## Kaynaktan Alıntı
__________________________________________________
BAY, BAY BAY, VAY VAY, VAH VAH…

Prof. Dr. B. Zakir Avşar

Prof. Dr. B. Zakir Avşar

Seçim geride kaldı.

Çok şükür.

Türkiye aşırı gerilmişti.

O kadar uçuk kaçık, gerçek dışı, kara propaganda, dezenformasyon, yalan, iftira, küfür, hakaret dolu idi idi ki süreç, toplumun bütün kesimleri üzerlerindeki gerginliği atmak için daha epey bir zaman geçmesini bekleyecek…

İlk kavga altılı masa paydaşları arasında ortaya çıktı.

Meral Akşener Kılıçdaroğlu’nun adaylığını önlemek için “kazanacak aday”, “kazanamayacak aday” parantezlerini açtı, CHP, Meral Akşener’i “ikna” etmek için masa paydaşlarına parlamento yolunu açmakla kalmadı, trollerini de devreye soktu; masadan kalktığında da, döndüğünde de inanılmaz linçlere maruz bıraktı…

Birileri çıktı, “iktidar değişmez ise bu yaşayacağımız son seçim olur, kadınlar sokağa çıkamaz, özgürce giyinemez…” dedi, birileri çıktı “Bu dinlediğiniz son konser olur…” dedi…

Adaylıktan vazgeçiremedikleri kişiye yönelik yalan, iftira dolu kasetler devreye girdi, siyaset ve bürokratik sahnede yer alan isimlerle ilgili kriminal tiplerin “itiraf” adlı iftira ve isnatlarını havi videolar sosyal medya üzerinden paylaşıldı…

PKK/Kandil/HDP/YSP/TİP gibi yapılarla ilişkileri perdelemek için HÜDAPAR üzerinden akla hayale gelmedik dezenformasyon senaryoları yazıldı…

CHP iki aşamalı bir seçim kampanyası uyguladı.
__________________________________________________
## Hedefler
1. Seçim yazısında "Adaylıktan vazgeçiremedikleri kişiye" sözlerinden "seçim kampanyası uyguladı." sözlerine kadar uzanan bölümün tamamını hiçbir değişiklik yapmadan yazın.
2. Seçim yazısını son cümlesinden sonra devam ettirerek ilerletin.
Bu kayıtların seçim yazısıyla hiçbir bağlantısı yoktur.
__________________________________________________
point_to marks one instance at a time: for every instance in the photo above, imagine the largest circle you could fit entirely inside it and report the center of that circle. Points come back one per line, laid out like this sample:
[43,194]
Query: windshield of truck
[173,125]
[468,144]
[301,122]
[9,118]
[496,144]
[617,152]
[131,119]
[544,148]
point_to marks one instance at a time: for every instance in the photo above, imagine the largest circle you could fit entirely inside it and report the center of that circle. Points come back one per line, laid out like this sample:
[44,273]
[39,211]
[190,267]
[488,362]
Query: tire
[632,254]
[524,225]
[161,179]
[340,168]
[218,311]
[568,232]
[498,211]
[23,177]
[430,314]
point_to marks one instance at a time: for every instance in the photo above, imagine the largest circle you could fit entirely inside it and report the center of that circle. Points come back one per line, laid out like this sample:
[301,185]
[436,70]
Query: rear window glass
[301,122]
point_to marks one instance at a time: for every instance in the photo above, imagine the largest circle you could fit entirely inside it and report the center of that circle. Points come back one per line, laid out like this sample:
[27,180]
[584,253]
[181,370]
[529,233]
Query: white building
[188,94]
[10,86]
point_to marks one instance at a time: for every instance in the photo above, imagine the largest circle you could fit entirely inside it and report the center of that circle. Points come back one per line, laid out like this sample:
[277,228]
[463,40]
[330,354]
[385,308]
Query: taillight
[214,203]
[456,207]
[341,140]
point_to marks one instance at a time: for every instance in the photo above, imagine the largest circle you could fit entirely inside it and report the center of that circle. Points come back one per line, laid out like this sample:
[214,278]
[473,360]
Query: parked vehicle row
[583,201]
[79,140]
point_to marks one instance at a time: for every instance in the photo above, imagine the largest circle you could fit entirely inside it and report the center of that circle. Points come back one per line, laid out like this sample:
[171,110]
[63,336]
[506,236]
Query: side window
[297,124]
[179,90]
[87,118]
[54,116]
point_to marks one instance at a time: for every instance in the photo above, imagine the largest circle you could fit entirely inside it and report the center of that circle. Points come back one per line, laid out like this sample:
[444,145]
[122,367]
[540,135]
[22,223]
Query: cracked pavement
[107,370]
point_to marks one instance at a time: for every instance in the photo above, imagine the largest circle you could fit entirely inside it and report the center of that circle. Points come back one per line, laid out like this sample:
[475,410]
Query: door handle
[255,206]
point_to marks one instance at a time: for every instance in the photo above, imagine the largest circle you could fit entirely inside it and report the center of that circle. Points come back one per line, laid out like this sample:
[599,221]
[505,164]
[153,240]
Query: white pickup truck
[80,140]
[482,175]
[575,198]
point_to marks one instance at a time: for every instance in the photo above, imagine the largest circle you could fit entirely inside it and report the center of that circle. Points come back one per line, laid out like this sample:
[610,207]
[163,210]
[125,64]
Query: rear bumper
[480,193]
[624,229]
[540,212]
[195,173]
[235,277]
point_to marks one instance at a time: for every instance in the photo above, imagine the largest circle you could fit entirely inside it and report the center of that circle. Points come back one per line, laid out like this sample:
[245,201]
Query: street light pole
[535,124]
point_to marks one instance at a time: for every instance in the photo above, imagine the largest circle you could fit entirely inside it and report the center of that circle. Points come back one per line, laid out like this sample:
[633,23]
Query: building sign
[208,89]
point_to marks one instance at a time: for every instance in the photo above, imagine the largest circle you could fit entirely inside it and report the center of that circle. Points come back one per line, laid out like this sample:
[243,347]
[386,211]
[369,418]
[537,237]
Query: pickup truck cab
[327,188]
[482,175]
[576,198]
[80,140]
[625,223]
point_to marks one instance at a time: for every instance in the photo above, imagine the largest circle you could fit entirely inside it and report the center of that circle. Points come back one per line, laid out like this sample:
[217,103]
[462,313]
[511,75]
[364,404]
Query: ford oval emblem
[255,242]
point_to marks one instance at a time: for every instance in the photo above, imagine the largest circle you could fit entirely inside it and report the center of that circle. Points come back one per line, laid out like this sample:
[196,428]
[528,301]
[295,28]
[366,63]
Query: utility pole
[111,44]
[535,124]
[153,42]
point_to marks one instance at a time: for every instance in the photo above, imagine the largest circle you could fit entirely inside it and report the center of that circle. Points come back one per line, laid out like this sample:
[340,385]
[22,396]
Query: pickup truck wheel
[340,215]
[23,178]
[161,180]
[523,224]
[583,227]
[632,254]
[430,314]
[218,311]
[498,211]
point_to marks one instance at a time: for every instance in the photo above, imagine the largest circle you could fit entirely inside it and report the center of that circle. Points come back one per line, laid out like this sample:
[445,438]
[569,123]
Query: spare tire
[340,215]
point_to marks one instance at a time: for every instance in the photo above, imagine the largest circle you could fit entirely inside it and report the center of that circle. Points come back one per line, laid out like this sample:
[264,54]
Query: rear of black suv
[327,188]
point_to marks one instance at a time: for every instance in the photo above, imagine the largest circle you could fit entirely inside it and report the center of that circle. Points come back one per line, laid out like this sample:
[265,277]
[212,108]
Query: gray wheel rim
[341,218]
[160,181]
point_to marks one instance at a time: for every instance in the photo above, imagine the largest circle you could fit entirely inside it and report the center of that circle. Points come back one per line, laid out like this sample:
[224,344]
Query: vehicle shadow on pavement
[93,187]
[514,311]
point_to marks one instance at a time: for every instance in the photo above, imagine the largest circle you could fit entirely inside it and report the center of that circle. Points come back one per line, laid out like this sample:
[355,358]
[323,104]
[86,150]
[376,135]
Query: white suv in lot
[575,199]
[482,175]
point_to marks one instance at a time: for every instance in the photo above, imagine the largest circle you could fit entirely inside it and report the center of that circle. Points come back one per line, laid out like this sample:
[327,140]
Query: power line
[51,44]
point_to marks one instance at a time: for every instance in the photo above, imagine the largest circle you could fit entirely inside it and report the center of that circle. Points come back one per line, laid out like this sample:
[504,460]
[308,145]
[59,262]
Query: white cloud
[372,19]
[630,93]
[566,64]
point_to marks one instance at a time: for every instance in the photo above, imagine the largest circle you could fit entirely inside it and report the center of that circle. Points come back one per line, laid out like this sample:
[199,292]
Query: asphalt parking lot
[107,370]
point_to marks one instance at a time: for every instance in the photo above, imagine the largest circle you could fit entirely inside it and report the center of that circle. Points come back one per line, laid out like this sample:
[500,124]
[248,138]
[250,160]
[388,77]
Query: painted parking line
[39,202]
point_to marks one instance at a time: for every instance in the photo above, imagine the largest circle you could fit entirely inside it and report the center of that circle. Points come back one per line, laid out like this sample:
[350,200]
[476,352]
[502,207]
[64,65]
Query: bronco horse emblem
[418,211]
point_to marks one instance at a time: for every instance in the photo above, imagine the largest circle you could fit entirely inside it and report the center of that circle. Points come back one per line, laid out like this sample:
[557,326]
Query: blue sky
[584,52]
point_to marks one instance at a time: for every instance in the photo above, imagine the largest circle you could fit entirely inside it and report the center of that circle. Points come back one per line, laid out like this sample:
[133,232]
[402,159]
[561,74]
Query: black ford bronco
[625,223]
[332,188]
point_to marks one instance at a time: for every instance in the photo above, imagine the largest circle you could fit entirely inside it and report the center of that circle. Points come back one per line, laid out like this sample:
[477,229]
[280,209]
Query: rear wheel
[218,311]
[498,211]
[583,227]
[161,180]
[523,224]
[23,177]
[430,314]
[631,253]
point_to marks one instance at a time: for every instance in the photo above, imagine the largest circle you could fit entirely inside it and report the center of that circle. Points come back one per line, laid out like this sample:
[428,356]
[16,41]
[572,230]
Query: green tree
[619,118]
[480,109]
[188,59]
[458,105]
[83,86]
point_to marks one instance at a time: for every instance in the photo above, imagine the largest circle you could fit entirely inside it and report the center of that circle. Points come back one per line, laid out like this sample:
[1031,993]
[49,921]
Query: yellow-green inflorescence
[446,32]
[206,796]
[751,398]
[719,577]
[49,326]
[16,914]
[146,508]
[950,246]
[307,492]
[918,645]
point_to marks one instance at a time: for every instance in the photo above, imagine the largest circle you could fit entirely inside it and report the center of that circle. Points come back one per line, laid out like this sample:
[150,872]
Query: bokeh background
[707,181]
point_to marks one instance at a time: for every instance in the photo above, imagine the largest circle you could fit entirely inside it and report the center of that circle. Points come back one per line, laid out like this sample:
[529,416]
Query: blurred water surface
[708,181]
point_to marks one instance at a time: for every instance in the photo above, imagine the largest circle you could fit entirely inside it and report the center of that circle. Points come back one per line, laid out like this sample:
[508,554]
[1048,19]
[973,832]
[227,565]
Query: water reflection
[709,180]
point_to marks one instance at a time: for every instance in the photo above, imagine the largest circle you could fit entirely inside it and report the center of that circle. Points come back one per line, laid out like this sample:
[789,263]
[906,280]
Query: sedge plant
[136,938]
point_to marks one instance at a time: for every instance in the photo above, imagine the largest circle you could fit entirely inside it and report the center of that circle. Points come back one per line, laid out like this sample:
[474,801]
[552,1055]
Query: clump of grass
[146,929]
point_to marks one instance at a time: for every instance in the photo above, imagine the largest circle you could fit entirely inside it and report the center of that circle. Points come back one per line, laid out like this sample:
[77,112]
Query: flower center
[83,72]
__________________________________________________
## Cevaplar
1.
Adaylıktan vazgeçiremedikleri kişiye yönelik yalan, iftira dolu kasetler devreye girdi, siyaset ve bürokratik sahnede yer alan isimlerle ilgili kriminal tiplerin “itiraf” adlı iftira ve isnatlarını havi videolar sosyal medya üzerinden paylaşıldı…

PKK/Kandil/HDP/YSP/TİP gibi yapılarla ilişkileri perdelemek için HÜDAPAR üzerinden akla hayale gelmedik dezenformasyon senaryoları yazıldı…

CHP iki aşamalı bir seçim kampanyası uyguladı.

2.
İlk kez oy kullanacak gençlerin hepsini kendilerine oy verecek kabulü ile hareket etti. Onların milli ve manevi değerlerini ıskaladı, hepsini tek tip kabul etti; “kalp işareti” ile, “sevgi dili” ile yüklü ama kendi içinde inanılmaz bir savaş ile yol almaya çalıştı.

İkinci aşamada yani 14 Mayıs’ta netice alamayınca Ümit Özdağ ile işbirliği içinde dilini değiştirdi, kalp işaretleri gitti, tehdit ve kavga dili ortaya çıktı…

Şimdi yorgan gitti ama kavganın devam ettiği yerler var.

Millet ittifakının iki büyük partisi içinde genel başkanlar ve liderlik pozisyonları sorgulanıyor. Özellikle CHP’de Kemal Kılıçdaroğlu’nun  zor ve zorlu günleri yeni başlıyor…

İstifa çağrıları boğulmak istense de tabanda büyük bir hayal kırıklığı ve bunu telafi için de birilerinin sorumluluk üstlenmesi arzusu artık yüksek sesli dillendiriliyor…

Denilebilir ki, mümkün mü, böyle bir istifa gelir mi?

Direnç açık. Gelse ilk 24 saat içinde gelirdi. Gelmedi. Her geçen vakit bunu biraz daha güçleştiriyor.

Demek oluyor ki Sayın Kılıçdaroğlu başarısızlığı kabul etmiyor, üzerine almıyor.

Ancak gerçekler acıdır.

Güneş balçıkla sıvanmaz.

CHP,  600 milletvekili olan TBMM’de 130 milletvekili ile temsil ediliyor ve bu CHP tarihinde sayısal ve oransal olarak en aza tekabül ediyor. CHP, içine beş partiyi dahil ederek seçime girmiş, yüzde 25 oy almış, tek başına girdiğinde de aynı sonuçlara ulaşıyormuş.

Burada nasıl bir başarı söz konusu olabilir ki?

Diğer yandan, 2014, 2018, 2023 Cumhurbaşkanlığı seçim sonuçları hep aynı… Muhalefet hep yüzde 47’lerde kalmış, Tayyip Bey yüzde 52 küsur ile seçilmiş.

Bu seçimde karşısında tek aday kalınca böyle bir neticeye ulaşmış.

Ama bu CHP’nin hanesine yazılacak bir oran değil ki…

Kısacası, Kemal Kılıçdaroğlu, “Bay Kemal” ile başlayan siyasal konumunu seçim sürecinde “Bay Bay Kemal”e evriltmiş idi.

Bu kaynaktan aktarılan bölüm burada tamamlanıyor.